■ Task requirements
Go through the lines below and tally each one holding "lying". Write only the total.

⟨

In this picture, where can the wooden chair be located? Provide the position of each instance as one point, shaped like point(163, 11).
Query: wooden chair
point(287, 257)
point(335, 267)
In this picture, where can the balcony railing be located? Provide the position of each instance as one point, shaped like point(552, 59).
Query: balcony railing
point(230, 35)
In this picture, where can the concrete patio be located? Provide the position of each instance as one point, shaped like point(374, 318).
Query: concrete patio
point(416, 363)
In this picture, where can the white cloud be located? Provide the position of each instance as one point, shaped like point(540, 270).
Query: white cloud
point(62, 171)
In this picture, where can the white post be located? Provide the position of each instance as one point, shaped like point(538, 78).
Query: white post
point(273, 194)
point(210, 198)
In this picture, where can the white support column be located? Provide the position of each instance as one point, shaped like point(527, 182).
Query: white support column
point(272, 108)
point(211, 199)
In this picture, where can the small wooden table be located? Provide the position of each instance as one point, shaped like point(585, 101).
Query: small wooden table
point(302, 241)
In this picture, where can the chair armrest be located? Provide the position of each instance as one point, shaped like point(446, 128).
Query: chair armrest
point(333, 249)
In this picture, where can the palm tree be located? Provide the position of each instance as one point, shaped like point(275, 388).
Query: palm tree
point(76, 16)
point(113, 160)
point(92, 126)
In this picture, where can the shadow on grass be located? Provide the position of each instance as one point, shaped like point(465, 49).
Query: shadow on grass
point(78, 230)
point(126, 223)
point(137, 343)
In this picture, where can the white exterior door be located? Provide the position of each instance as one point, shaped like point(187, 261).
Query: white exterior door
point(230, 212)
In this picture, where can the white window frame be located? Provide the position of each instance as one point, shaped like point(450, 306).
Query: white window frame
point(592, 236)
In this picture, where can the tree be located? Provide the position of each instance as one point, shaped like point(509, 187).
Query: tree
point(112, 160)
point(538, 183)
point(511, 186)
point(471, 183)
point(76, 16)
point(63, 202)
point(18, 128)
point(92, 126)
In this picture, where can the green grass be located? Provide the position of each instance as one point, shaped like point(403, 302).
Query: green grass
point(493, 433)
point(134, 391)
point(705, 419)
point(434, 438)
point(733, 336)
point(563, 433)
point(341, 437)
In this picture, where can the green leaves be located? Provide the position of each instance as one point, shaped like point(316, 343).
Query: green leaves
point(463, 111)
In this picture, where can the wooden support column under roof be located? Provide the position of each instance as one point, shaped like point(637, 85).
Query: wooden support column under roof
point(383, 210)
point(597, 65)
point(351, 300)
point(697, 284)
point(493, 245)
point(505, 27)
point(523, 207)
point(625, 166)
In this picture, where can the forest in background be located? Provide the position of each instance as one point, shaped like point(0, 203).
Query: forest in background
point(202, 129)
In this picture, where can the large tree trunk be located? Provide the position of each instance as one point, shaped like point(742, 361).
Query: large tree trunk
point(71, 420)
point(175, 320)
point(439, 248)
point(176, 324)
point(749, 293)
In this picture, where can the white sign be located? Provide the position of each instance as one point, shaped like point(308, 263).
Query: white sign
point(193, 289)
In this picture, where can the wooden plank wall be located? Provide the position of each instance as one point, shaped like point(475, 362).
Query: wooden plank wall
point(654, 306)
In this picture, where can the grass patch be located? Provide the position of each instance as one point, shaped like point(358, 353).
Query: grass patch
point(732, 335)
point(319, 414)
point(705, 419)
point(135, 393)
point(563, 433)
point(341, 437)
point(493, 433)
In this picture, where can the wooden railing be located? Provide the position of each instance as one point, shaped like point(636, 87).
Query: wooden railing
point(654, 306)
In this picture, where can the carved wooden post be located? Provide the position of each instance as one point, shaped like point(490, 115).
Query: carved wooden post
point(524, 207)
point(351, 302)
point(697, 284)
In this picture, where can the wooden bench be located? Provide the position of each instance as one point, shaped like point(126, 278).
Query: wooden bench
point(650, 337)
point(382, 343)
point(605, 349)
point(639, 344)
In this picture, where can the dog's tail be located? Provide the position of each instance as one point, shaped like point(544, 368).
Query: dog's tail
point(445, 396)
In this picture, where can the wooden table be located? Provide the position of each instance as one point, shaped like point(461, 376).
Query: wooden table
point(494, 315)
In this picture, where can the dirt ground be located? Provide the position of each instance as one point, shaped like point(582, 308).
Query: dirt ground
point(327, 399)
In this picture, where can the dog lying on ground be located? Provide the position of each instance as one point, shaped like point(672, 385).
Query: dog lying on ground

⟩

■ Result below
2